__Problems and tasks__:
a. List the full paths of every Python file that appears on a "File" line of the traceback in the forum post about the Structured Streaming error.
b. In the forum post about the Structured Streaming error, which region is passed in the job submission command?
c. Decide whether each statement agrees with the forum post about the Structured Streaming error. Answer yes or no, and quote the words from the post that settle it.
(i) The streaming job reads data from Kafka and prints it to the console.
(ii) The error occurred while calling o69.load.
(iii) The jar files passed with --jars are version 3.2.0.

__Text provided__:
You are viewing a plain text version of this content. The canonical link for it is here.
Posted to user@spark.apache.org by karan alang <ka...@gmail.com> on 2022/02/02 06:50:34 UTC

Structured Streaming on GCP Dataproc - java.lang.NoClassDefFoundError: org/apache/kafka/common/serialization/ByteArraySerializer

Hello All,

I'm running a simple Structured Streaming on GCP, which reads data from
Kafka and prints onto console.

Command :

cloud dataproc jobs submit pyspark
/Users/karanalang/Documents/Technology/gcp/DataProc/StructuredStreaming_Kafka_GCP-Batch-feb1.py
    --cluster dataproc-ss-poc      --jars
gs://spark-jars-karan/spark-sql-kafka-0-10_2.12-3.1.2.jar
gs://spark-jars-karan/spark-core_2.12-3.1.2.jar     --region us-central1

I'm getting error :

File
"/tmp/01c16a55009a42a0a29da6dde9aae4d5/StructuredStreaming_Kafka_GCP-Batch-feb1.py",
line 49, in <module>

    df = spark.read.format('kafka')\

  File "/usr/lib/spark/python/lib/pyspark.zip/pyspark/sql/readwriter.py",
line 210, in load

  File
"/usr/lib/spark/python/lib/py4j-0.10.9-src.zip/py4j/java_gateway.py", line
1304, in __call__

  File "/usr/lib/spark/python/lib/pyspark.zip/pyspark/sql/utils.py", line
111, in deco

  File "/usr/lib/spark/python/lib/py4j-0.10.9-src.zip/py4j/protocol.py",
line 326, in get_return_value

py4j.protocol.Py4JJavaError: An error occurred while calling o69.load.

: java.lang.NoClassDefFoundError:
org/apache/kafka/common/serialization/ByteArraySerializer

at
org.apache.spark.sql.kafka010.KafkaSourceProvider$.<init>(KafkaSourceProvider.scala:599)

at
org.apache.spark.sql.kafka010.KafkaSourceProvider$.<clinit>(KafkaSourceProvider.scala)

at org.apache.spark.sql.kafka010.KafkaSourceProvider.org
$apache$spark$sql$kafka010$KafkaSourceProvider$$validateBatchOptions(KafkaSourceProvider.scala:348)

at
org.apache.spark.sql.kafka010.KafkaSourceProvider.createRelation(KafkaSourceProvider.scala:128)

at
org.apache.spark.sql.execution.datasources.DataSource.resolveRelation(DataSource.scala:355)

at
org.apache.spark.sql.DataFrameReader.loadV1Source(DataFrameReader.scala:325)

at
org.apache.spark.sql.DataFrameReader.$anonfun$load$3(DataFrameReader.scala:307)

at scala.Option.getOrElse(Option.scala:189)

at org.apache.spark.sql.DataFrameReader.load(DataFrameReader.scala:307)

at org.apache.spark.sql.DataFrameReader.load(DataFrameReader.scala:225)

at sun.reflect.NativeMethodAccessorImpl.invoke0(Native Method)

at
sun.reflect.NativeMethodAccessorImpl.invoke(NativeMethodAccessorImpl.java:62)

at
sun.reflect.DelegatingMethodAccessorImpl.invoke(DelegatingMethodAccessorImpl.java:43)

at java.lang.reflect.Method.invoke(Method.java:498)

at py4j.reflection.MethodInvoker.invoke(MethodInvoker.java:244)

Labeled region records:
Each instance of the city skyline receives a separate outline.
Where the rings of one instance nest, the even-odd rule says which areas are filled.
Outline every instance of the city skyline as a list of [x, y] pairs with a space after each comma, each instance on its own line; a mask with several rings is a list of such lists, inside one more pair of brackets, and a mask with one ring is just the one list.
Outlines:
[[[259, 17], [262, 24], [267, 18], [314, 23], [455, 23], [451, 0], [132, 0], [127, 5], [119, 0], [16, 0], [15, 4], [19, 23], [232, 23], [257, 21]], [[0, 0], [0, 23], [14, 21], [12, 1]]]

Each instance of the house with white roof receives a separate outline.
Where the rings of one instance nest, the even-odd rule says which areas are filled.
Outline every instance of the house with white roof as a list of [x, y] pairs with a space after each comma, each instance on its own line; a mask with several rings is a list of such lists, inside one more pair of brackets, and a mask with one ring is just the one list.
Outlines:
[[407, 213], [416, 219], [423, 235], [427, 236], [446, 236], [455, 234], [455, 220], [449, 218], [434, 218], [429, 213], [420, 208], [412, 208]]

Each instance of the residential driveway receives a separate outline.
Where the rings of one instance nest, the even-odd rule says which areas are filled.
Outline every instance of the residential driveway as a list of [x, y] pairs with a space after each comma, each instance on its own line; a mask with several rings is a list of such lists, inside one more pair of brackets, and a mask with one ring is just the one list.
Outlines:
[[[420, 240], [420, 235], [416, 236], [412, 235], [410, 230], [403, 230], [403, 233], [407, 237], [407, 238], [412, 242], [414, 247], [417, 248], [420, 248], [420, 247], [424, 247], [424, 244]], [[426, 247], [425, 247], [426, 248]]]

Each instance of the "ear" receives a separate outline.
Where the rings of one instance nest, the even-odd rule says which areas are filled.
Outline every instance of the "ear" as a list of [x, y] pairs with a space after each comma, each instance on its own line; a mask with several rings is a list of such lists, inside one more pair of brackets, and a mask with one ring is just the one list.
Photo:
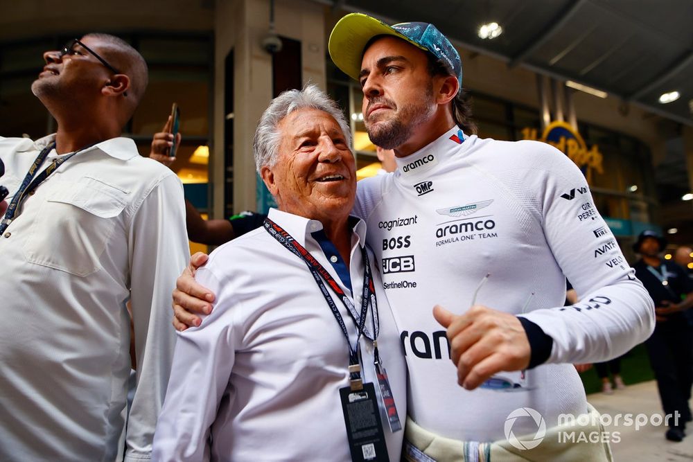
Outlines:
[[440, 89], [436, 94], [436, 100], [438, 104], [444, 105], [455, 99], [459, 89], [459, 82], [454, 75], [440, 75], [439, 78]]
[[260, 177], [262, 178], [262, 181], [265, 182], [265, 186], [269, 190], [270, 194], [277, 197], [279, 189], [277, 187], [277, 182], [274, 181], [274, 172], [272, 171], [272, 168], [269, 166], [263, 166], [260, 168]]
[[128, 90], [130, 89], [130, 77], [125, 74], [116, 74], [106, 82], [101, 93], [106, 96], [128, 96]]

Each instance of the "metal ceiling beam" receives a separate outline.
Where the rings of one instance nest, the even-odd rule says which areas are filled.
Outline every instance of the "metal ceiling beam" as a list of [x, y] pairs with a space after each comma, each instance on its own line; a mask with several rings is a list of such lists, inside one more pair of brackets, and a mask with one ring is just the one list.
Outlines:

__Answers by task__:
a.
/tmp/01c16a55009a42a0a29da6dde9aae4d5/StructuredStreaming_Kafka_GCP-Batch-feb1.py
/usr/lib/spark/python/lib/pyspark.zip/pyspark/sql/readwriter.py
/usr/lib/spark/python/lib/py4j-0.10.9-src.zip/py4j/java_gateway.py
/usr/lib/spark/python/lib/pyspark.zip/pyspark/sql/utils.py
/usr/lib/spark/python/lib/py4j-0.10.9-src.zip/py4j/protocol.py

b. us-central1

c.
(i) Yes: "reads data from Kafka and prints onto console"
(ii) Yes: "An error occurred while calling o69.load."
(iii) No: "spark-sql-kafka-0-10_2.12-3.1.2.jar"